*Extracted data*
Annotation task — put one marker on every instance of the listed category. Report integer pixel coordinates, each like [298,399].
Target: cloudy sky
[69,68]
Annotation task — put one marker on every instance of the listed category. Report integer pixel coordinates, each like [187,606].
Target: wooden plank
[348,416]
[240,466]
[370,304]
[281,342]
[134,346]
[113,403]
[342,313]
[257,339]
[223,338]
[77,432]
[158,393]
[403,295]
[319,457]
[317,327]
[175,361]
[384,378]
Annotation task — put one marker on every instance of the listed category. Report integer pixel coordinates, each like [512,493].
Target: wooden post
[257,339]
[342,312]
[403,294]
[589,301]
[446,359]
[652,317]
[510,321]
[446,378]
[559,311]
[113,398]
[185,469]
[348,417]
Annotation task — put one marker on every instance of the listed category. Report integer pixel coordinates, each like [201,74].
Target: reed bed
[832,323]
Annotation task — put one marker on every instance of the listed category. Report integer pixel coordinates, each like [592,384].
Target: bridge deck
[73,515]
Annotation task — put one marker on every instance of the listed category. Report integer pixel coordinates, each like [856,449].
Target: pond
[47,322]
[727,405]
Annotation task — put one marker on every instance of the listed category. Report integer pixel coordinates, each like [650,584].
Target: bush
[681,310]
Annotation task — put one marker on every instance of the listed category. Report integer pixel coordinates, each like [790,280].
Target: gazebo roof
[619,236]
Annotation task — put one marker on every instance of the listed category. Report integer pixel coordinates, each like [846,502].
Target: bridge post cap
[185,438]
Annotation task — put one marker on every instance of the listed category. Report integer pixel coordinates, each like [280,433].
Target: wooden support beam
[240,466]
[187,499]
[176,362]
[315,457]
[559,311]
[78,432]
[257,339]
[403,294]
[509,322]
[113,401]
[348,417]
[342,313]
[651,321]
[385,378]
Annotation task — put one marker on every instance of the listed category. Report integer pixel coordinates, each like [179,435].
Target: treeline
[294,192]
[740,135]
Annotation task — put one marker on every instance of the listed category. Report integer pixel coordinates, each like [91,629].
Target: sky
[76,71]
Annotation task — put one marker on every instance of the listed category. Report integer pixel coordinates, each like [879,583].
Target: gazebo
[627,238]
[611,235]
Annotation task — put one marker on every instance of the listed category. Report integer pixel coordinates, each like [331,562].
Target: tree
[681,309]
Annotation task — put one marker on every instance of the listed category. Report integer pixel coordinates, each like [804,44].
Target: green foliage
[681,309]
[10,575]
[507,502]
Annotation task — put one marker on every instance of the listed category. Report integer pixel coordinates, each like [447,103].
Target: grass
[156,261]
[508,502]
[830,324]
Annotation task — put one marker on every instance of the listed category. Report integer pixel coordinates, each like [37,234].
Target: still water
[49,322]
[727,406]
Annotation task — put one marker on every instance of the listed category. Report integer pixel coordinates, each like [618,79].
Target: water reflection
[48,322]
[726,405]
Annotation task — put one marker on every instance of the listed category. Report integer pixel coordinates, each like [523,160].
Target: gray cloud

*Work to complete*
Reproduce the complete data exactly as presented above.

*The response*
Annotation task — put one marker on every instance of the listed category. Report integer pixel coordinates, each like [298,399].
Target: cloudy sky
[69,68]
Annotation task — put one marker on every instance of the listed category. Report integer pixel coordinates, each like [187,606].
Target: wooden plank
[348,416]
[240,466]
[370,304]
[281,342]
[134,346]
[113,403]
[342,313]
[257,339]
[223,338]
[77,432]
[158,393]
[403,295]
[319,457]
[317,327]
[175,361]
[384,378]
Annotation task — put one marker on every instance of the listed category. Report integer pixel coordinates, each like [512,493].
Target: wooden post
[257,339]
[342,312]
[403,294]
[589,301]
[446,359]
[652,317]
[510,321]
[446,378]
[559,311]
[113,398]
[185,469]
[348,417]
Annotation task — put one marker on every instance of the listed category. Report integer pixel coordinates, each like [201,74].
Target: reed bed
[832,323]
Annotation task — put one marker on every instance of the listed category. Report integer pixel coordinates, each like [592,384].
Target: bridge deck
[73,515]
Annotation task — put one marker on every instance of the listed category. Report integer pixel coordinates, each like [856,449].
Target: pond
[47,322]
[727,405]
Annotation task — put one marker on every instance of the listed category. Report integer pixel coordinates, each like [650,584].
Target: bush
[681,310]
Annotation task — put one marker on every instance of the listed category. Report integer pixel coordinates, each like [790,280].
Target: gazebo roof
[619,236]
Annotation task — put one marker on every instance of the listed category. Report integer pixel coordinates, each like [846,502].
Target: bridge post cap
[185,438]
Annotation task — put one marker on every instance of the listed category. Report integer pixel coordinates, each like [280,433].
Target: wooden support beam
[240,466]
[187,499]
[176,362]
[315,457]
[559,311]
[78,432]
[257,339]
[403,294]
[509,322]
[113,401]
[348,417]
[342,313]
[651,321]
[385,378]
Annotation task — put one marker on every instance of the listed category. Report integer pixel coordinates, each like [179,435].
Target: treeline
[294,192]
[740,135]
Annotation task — put one marker on every instance of the listed category. Report integer pixel coordinates, each like [91,629].
Target: sky
[76,71]
Annotation task — put one marker on every instance of the listed category. Report integer pixel coordinates, each like [879,583].
Target: gazebo
[627,238]
[611,235]
Annotation task — put one marker on every instance of the listed category. Report integer pixel coordinates, each like [331,562].
Target: tree
[681,309]
Annotation task — put one marker on every instance of the listed category. Report integer pixel coordinates, each like [804,44].
Target: green foliage
[681,309]
[10,575]
[507,502]
Annotation task — put one marker on every instance of the listed category. Report integer pixel coordinates, each like [447,103].
Target: grass
[156,261]
[508,502]
[830,324]
Annotation task — put one marker on every instance of the listed category. Report integer pixel coordinates, each like [37,234].
Target: still water
[49,322]
[727,406]
Annotation task — put one marker on every instance of the listed category. Report integer pixel coordinates, each like [618,79].
Target: water reflection
[48,322]
[726,405]
Annotation task — put one marker on every instance of the listed category. Report integer pixel coordinates, each like [523,160].
Target: gray cloud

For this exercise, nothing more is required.